Request 1: Decide whether each statement agrees with the Philae article, and answer yes or no with the deciding words quoted from it: (a) The drill had descended 25cm from the lander's baseplate before Rosetta went out of radio reach. (b) The command to put Philae into low-power mode reached the craft. (c) The project manager said the team already knew the samples had been put into COSAC.
Request 2: Write the next few paragraphs of the Philae article, picking up right after its final sentence.
═════ Selection
Comet lander drill cliffhanger as last dregs of power used
Will humanity find out its origins in space ... or not? Tune in at midnight
The Philae team has opted to use what could be the last of the comet-catching lander’s power to deploy its drill, in the hopes of collecting the chemical analysis that could answer fundamental questions about life on Earth.
In a nail-biting cliffhanger end to the lander's story, the plucky probot’s protuberance had descended 25cm from the lander’s baseplate before its mothership Rosetta slipped behind Comet 67P’s horizon and out of radio reach earlier today (Friday afternoon UK time). That leaves all the ESA and DLR boffins at the edge of their seats, waiting to see if the fridge-sized probe will have enough juice left to be contactable in the next window late tonight (UK time).
“We have activated the drill, we started to drill, but then we lost contact again,” project manager Stephan Ulemac said. “So the drill has been active already today, but whether it will actually take samples and we succeed in bringing those samples in and putting them in COSAC, we’ll find out this evening.”
Unfortunately, one of the last commands the team at the European Space Agency and Germany’s space agency DLR sent up to Philae relayed via the Rosetta mothercraft didn’t make it through – and it was the one to tell the craft to go into low-power mode instead of standby, which would have saved two watts.
══════════
═════ Data provided
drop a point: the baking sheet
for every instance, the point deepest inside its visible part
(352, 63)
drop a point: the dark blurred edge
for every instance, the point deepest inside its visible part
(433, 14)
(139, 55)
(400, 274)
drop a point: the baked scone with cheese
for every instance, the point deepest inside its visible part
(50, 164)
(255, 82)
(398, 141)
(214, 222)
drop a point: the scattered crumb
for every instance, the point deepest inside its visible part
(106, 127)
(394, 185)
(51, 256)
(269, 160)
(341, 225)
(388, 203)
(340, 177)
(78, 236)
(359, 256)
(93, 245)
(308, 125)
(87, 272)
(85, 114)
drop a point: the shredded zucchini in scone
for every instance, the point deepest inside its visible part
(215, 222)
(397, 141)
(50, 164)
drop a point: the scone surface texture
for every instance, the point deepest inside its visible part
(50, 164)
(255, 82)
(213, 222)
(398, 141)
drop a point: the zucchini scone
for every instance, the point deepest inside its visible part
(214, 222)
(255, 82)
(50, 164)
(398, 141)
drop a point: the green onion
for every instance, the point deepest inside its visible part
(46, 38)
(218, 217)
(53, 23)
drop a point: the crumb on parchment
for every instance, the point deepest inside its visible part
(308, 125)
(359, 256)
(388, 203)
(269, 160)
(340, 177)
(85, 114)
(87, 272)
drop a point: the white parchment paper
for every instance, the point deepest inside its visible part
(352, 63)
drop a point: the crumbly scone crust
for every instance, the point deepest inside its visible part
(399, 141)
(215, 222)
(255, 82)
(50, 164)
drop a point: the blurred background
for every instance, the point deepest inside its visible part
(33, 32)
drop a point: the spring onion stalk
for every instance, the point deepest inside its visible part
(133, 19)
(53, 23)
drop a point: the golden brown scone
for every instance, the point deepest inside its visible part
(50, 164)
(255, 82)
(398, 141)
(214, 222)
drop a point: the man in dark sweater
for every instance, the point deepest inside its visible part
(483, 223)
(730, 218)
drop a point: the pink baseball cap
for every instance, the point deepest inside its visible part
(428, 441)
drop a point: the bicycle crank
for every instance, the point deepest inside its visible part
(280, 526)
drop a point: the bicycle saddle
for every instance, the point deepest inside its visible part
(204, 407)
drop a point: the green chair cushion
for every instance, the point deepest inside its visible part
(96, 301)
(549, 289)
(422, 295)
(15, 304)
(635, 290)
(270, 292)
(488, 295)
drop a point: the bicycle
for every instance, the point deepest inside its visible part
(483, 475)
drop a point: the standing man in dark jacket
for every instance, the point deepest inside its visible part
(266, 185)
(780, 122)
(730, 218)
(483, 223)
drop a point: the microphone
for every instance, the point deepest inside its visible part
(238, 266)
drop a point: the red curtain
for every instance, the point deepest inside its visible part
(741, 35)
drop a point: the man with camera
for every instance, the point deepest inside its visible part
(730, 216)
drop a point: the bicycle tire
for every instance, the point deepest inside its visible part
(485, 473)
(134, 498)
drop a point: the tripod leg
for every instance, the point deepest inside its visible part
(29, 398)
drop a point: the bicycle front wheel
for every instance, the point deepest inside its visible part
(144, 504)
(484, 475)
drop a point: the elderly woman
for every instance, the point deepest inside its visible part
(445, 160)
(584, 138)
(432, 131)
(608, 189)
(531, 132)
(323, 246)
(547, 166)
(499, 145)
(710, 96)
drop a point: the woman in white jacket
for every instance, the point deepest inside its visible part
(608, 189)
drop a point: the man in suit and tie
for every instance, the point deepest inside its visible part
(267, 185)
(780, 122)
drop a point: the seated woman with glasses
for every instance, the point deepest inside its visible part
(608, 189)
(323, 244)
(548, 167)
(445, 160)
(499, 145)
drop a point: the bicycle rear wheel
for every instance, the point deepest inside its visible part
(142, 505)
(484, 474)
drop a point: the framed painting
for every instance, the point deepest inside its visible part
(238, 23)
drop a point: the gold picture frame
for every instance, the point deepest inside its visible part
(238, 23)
══════════
Response 1:
(a) Yes: "the plucky probot’s protuberance had descended 25cm from the lander’s baseplate before its mothership Rosetta slipped behind Comet 67P’s horizon and out of radio reach"
(b) No: "didn’t make it through – and it was the one to tell the craft to go into low-power mode instead of standby"
(c) No: "whether it will actually take samples and we succeed in bringing those samples in and putting them in COSAC, we’ll find out this evening."

Response 2:
It doesn’t sound like much, but every tiny bit helps at this stage, as Valentina Lommatsch of the DLR Lander Control Centre’s mission team explained.
“Last night, we had calculated that we needed 80 watt-hours to complete the block we’re on just now and we thought that we might have around 100 left,” she said. “So it’s going to be really, really close.”
The team still isn’t sure exactly where the lander ended up after bouncing twice on its historic touchdown, but they now believe that all three feet are on the ground. The reason Philae isn’t getting any energy to recharge its batteries is because it has fetched up in the shadow of a rock formation.
“From the solar panels, what we have is about 1.5 hours of less than one watt on one panel and within that time we also have twenty minutes of about 3 to 4 watts. The lander needs 5.1 watts to boot so we have to at least get that. And then in order to charge the battery, we have to heat it up to 0 degrees Celsius, which would mean that we would need 50 to 60 watt hours a day and still have some daylight left to charge the battery,” Lommatsch said.
“I can confirm from the solar data that we have not moved at all from the first panorama shot, we were just unlucky to land in a corner.”
The fact that the lander ended up in shade is disappointing, but it’s already had more than its fair share of luck. Despite the fact that its harpoons failed to fire on descent, anchoring it to its space-rock target, the lander still made its touchdown, albeit a bouncy one that’s left Rosetta’s OSIRIS camera team scrambling to try to locate it.
“We’ve been trying to shift and rearrange things to try to locate the lander,” said Rosetta project scientist Matt Taylor. “We’re trying our best to give the OSIRIS team the data they need to find the lander. We’re on the cutting edge of science, we don’t have results yet, but hang in there… it’s going to be wonderful!”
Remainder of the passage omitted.